→ **TASK**
Pick out each line below that contains the word "ceiling" and copy those lines. Match the case exactly.

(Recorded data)
--- Begin ---

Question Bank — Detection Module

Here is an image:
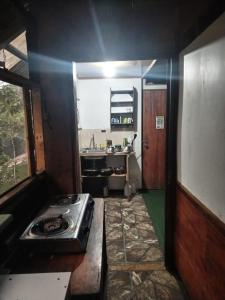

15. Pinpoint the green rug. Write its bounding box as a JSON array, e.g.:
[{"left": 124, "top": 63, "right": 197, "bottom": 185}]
[{"left": 142, "top": 190, "right": 165, "bottom": 252}]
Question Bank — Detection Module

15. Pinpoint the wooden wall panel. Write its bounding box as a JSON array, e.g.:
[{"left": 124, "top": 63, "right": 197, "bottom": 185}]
[{"left": 175, "top": 184, "right": 225, "bottom": 300}]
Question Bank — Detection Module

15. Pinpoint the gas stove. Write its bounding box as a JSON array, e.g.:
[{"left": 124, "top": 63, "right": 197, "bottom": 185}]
[{"left": 20, "top": 194, "right": 94, "bottom": 253}]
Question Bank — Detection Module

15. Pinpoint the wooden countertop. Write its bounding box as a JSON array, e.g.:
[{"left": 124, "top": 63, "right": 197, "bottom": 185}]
[{"left": 6, "top": 198, "right": 104, "bottom": 299}]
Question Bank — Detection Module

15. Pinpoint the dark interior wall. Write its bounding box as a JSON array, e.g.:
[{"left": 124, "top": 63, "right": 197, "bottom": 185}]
[
  {"left": 29, "top": 0, "right": 177, "bottom": 61},
  {"left": 25, "top": 0, "right": 224, "bottom": 192}
]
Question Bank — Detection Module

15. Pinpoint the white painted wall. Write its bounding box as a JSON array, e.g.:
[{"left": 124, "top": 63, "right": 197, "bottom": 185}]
[
  {"left": 177, "top": 14, "right": 225, "bottom": 222},
  {"left": 77, "top": 78, "right": 142, "bottom": 188}
]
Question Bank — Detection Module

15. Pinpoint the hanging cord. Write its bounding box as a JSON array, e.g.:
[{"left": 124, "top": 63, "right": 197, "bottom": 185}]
[{"left": 2, "top": 49, "right": 7, "bottom": 70}]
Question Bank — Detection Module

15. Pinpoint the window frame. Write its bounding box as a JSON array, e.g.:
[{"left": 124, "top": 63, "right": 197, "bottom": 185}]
[{"left": 0, "top": 69, "right": 45, "bottom": 204}]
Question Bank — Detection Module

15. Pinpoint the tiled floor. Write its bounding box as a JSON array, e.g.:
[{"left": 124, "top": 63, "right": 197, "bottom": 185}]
[{"left": 105, "top": 195, "right": 184, "bottom": 300}]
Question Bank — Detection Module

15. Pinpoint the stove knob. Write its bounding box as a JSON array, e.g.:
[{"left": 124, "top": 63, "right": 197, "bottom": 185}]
[{"left": 82, "top": 226, "right": 90, "bottom": 234}]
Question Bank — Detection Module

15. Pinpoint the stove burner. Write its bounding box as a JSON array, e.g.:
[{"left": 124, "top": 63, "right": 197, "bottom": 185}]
[
  {"left": 52, "top": 195, "right": 80, "bottom": 205},
  {"left": 31, "top": 215, "right": 69, "bottom": 236}
]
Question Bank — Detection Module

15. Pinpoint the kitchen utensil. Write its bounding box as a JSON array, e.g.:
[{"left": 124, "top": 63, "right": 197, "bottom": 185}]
[
  {"left": 100, "top": 167, "right": 113, "bottom": 176},
  {"left": 114, "top": 166, "right": 125, "bottom": 175},
  {"left": 83, "top": 169, "right": 100, "bottom": 176},
  {"left": 115, "top": 145, "right": 122, "bottom": 152},
  {"left": 106, "top": 146, "right": 115, "bottom": 154}
]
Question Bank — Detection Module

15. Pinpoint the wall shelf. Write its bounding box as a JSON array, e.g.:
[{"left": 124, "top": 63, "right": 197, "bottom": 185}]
[{"left": 110, "top": 87, "right": 137, "bottom": 131}]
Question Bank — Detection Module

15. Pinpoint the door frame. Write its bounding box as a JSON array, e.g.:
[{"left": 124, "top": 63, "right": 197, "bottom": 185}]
[{"left": 141, "top": 57, "right": 179, "bottom": 272}]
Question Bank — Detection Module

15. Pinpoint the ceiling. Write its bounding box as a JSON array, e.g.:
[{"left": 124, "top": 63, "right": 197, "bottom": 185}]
[{"left": 76, "top": 60, "right": 155, "bottom": 79}]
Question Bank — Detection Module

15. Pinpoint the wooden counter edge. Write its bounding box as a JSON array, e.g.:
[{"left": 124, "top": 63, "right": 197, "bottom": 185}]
[{"left": 70, "top": 198, "right": 104, "bottom": 299}]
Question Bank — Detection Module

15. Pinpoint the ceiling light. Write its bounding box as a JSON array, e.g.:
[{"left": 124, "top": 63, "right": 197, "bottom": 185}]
[{"left": 103, "top": 61, "right": 116, "bottom": 78}]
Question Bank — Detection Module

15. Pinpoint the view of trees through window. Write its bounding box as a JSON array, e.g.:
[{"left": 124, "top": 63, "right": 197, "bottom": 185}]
[{"left": 0, "top": 81, "right": 29, "bottom": 194}]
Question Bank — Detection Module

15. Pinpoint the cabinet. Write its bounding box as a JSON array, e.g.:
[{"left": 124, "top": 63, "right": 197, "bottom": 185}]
[
  {"left": 80, "top": 152, "right": 134, "bottom": 197},
  {"left": 110, "top": 87, "right": 137, "bottom": 131}
]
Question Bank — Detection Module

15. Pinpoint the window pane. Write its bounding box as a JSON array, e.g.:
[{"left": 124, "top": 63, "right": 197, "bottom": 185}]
[{"left": 0, "top": 81, "right": 30, "bottom": 194}]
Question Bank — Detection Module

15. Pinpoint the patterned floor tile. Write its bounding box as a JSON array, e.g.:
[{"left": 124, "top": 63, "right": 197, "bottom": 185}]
[{"left": 105, "top": 195, "right": 184, "bottom": 300}]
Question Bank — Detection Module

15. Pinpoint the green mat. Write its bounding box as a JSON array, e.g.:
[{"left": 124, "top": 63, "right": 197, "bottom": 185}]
[{"left": 142, "top": 190, "right": 165, "bottom": 252}]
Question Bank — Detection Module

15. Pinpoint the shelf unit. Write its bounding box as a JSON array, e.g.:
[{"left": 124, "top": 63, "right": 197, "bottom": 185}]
[{"left": 110, "top": 87, "right": 137, "bottom": 131}]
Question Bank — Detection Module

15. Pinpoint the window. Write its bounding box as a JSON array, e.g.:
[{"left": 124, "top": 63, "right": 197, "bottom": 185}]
[{"left": 0, "top": 81, "right": 30, "bottom": 195}]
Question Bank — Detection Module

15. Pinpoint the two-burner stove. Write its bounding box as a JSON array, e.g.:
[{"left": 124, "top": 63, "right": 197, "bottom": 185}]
[{"left": 20, "top": 194, "right": 94, "bottom": 253}]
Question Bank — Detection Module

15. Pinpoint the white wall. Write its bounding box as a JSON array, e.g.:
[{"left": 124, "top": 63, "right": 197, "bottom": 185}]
[
  {"left": 77, "top": 78, "right": 142, "bottom": 188},
  {"left": 177, "top": 14, "right": 225, "bottom": 222}
]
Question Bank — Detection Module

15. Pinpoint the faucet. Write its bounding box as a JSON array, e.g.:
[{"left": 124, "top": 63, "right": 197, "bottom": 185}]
[{"left": 89, "top": 134, "right": 96, "bottom": 149}]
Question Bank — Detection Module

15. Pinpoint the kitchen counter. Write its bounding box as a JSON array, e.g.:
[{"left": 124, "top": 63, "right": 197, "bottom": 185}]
[
  {"left": 5, "top": 198, "right": 106, "bottom": 299},
  {"left": 80, "top": 151, "right": 135, "bottom": 199}
]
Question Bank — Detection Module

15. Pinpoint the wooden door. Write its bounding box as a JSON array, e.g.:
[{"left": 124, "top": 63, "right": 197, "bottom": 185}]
[{"left": 142, "top": 90, "right": 166, "bottom": 189}]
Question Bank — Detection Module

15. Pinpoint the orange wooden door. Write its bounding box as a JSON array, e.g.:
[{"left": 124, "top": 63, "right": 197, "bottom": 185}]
[{"left": 143, "top": 90, "right": 166, "bottom": 189}]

--- End ---

→ **CORRECT ANSWER**
15. Pinpoint the ceiling. Write its bounding box as a JSON array, e.g.:
15. Pinpoint the ceiling light. Write its bounding box as a JSON array, e.g.:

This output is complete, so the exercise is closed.